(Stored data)
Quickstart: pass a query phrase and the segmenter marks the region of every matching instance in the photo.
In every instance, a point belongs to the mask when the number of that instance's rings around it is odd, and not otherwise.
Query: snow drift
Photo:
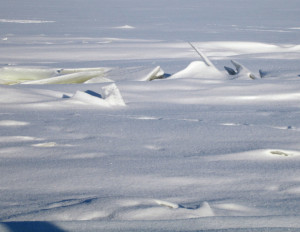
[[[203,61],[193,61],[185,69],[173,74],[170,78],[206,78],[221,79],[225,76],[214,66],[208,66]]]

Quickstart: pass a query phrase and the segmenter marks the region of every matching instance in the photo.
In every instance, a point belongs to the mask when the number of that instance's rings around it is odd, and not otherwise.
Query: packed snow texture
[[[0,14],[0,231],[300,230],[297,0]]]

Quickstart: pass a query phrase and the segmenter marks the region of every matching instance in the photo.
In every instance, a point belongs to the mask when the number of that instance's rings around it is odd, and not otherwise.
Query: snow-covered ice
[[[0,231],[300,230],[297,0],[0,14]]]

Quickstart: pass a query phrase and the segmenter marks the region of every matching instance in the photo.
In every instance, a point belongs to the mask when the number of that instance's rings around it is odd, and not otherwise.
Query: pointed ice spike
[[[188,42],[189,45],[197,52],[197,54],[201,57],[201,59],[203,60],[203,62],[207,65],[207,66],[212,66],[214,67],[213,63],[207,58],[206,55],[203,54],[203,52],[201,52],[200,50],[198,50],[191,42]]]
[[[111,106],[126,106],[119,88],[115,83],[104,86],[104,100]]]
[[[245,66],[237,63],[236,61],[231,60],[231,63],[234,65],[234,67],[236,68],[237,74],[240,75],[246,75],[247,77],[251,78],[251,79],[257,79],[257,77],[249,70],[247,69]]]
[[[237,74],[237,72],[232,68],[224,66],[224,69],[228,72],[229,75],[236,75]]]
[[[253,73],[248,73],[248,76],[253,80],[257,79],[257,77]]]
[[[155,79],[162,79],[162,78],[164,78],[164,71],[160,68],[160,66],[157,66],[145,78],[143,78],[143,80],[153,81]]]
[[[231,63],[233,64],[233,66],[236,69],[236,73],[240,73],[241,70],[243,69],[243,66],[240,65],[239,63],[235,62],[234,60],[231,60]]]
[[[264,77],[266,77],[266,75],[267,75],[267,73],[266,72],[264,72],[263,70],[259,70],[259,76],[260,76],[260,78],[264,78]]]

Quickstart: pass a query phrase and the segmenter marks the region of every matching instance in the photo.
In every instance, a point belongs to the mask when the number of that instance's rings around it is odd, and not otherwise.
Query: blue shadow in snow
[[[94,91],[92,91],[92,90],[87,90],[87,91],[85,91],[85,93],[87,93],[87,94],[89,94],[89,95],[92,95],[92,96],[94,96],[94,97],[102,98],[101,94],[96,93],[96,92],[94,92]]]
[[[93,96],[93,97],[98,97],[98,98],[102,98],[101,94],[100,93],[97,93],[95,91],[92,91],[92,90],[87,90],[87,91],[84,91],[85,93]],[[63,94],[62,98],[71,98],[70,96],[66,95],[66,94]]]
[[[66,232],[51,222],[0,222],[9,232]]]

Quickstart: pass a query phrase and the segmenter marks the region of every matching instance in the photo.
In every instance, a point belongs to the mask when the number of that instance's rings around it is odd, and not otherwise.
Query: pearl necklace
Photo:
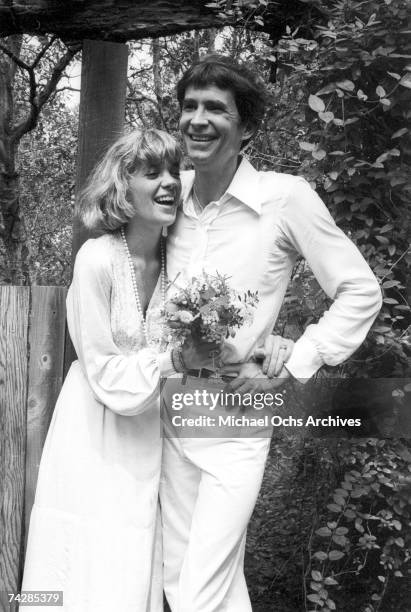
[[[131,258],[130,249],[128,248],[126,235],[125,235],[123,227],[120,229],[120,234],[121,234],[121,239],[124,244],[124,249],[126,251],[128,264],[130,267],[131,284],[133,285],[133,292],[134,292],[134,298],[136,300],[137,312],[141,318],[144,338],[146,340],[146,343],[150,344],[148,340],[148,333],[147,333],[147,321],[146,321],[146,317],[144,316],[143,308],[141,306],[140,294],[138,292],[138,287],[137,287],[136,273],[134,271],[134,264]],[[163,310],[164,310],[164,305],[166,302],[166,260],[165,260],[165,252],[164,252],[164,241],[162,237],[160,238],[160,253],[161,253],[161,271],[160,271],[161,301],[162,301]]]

### Exercise prompt
Please print all the lines above exactly as given and leave out every picture.

### Answer section
Quickstart: pass a query phrase and the segmenter marks the region of every matching instance in the photo.
In every instance, a point belongs to the mask when the number of that instance's rings around it is odd, and not otherwise.
Query: snow drift
Photo:
[[[203,61],[193,61],[185,69],[173,74],[170,78],[206,78],[221,79],[225,76],[214,66],[208,66]]]

Quickstart: pass a query phrase and the segmenter marks the region of every matching instance in the photo.
In every instance, a point belongs to the mask when the number of that instance's rings around it is odd, and not otherwise.
Query: packed snow texture
[[[0,14],[0,231],[300,230],[297,0]]]

Quickstart: pass a query phrase and the segmenter marks the region of every matching instance in the photo.
In every instance, a point belongs to the mask when the number of that instance's rings around it is odd, and not otherwise.
Query: snow-covered ice
[[[0,231],[300,230],[297,0],[0,14]]]

Quickstart: pass a query phrase and the segmenter marks the region of every matching instance in the photo.
In every instance, a point belongs to the mask when the number of that instance's rings around it is odd, and not otherwise.
Query: pointed ice spike
[[[188,42],[189,45],[197,52],[197,54],[201,57],[201,59],[203,60],[203,62],[207,65],[207,66],[212,66],[214,67],[213,63],[207,58],[206,55],[203,54],[203,52],[201,52],[200,50],[198,50],[191,42]]]
[[[111,106],[126,106],[119,88],[115,83],[104,86],[104,100]]]
[[[245,66],[237,63],[236,61],[231,60],[231,63],[234,65],[234,67],[236,68],[237,74],[240,75],[246,75],[247,77],[251,78],[251,79],[257,79],[257,77],[249,70],[247,69]]]
[[[237,74],[237,72],[232,68],[224,66],[224,69],[228,72],[229,75],[236,75]]]
[[[253,73],[248,73],[248,76],[253,80],[257,79],[257,77]]]
[[[155,79],[162,79],[162,78],[164,78],[164,71],[160,68],[160,66],[157,66],[145,78],[143,78],[143,80],[153,81]]]
[[[231,63],[233,64],[233,66],[236,69],[236,73],[240,73],[241,70],[243,69],[243,66],[240,65],[239,63],[235,62],[234,60],[231,60]]]
[[[264,77],[266,77],[266,75],[267,75],[267,73],[266,72],[264,72],[263,70],[259,70],[259,76],[260,76],[260,78],[264,78]]]

Quickstart: pass a query phrase and the segmenter marks the region of every matching instance in the photo.
In every instance, a point belongs to the mask when the number of that instance's rings around it is odd, and not otherwise.
Query: blue shadow in snow
[[[94,91],[92,91],[92,90],[87,90],[87,91],[85,91],[85,93],[87,93],[87,94],[89,94],[89,95],[92,95],[92,96],[94,96],[94,97],[102,98],[101,94],[96,93],[96,92],[94,92]]]
[[[93,96],[93,97],[98,97],[98,98],[102,98],[101,94],[100,93],[97,93],[95,91],[92,91],[92,90],[87,90],[87,91],[84,91],[85,93]],[[63,94],[62,98],[71,98],[70,96],[66,95],[66,94]]]
[[[66,232],[51,222],[0,222],[9,232]]]

Quickstart: pass a query phrase and the segmenter marks the region of every matching instance in the photo.
In every instance, a point belongs to the mask when the number of that instance's rings around it is odd, and not otherwise.
Query: pearl necklace
Photo:
[[[131,258],[130,249],[128,248],[126,235],[125,235],[123,227],[120,229],[120,234],[121,234],[121,239],[124,244],[124,249],[126,251],[128,264],[130,267],[131,284],[133,285],[133,292],[134,292],[134,298],[136,300],[137,312],[141,318],[144,338],[146,340],[146,343],[150,344],[148,340],[148,333],[147,333],[147,321],[146,321],[146,317],[144,316],[143,308],[141,306],[140,294],[138,292],[138,287],[137,287],[136,273],[134,271],[134,264]],[[163,310],[164,310],[164,305],[166,302],[166,260],[165,260],[165,252],[164,252],[164,241],[162,237],[160,238],[160,253],[161,253],[161,271],[160,271],[161,301],[162,301]]]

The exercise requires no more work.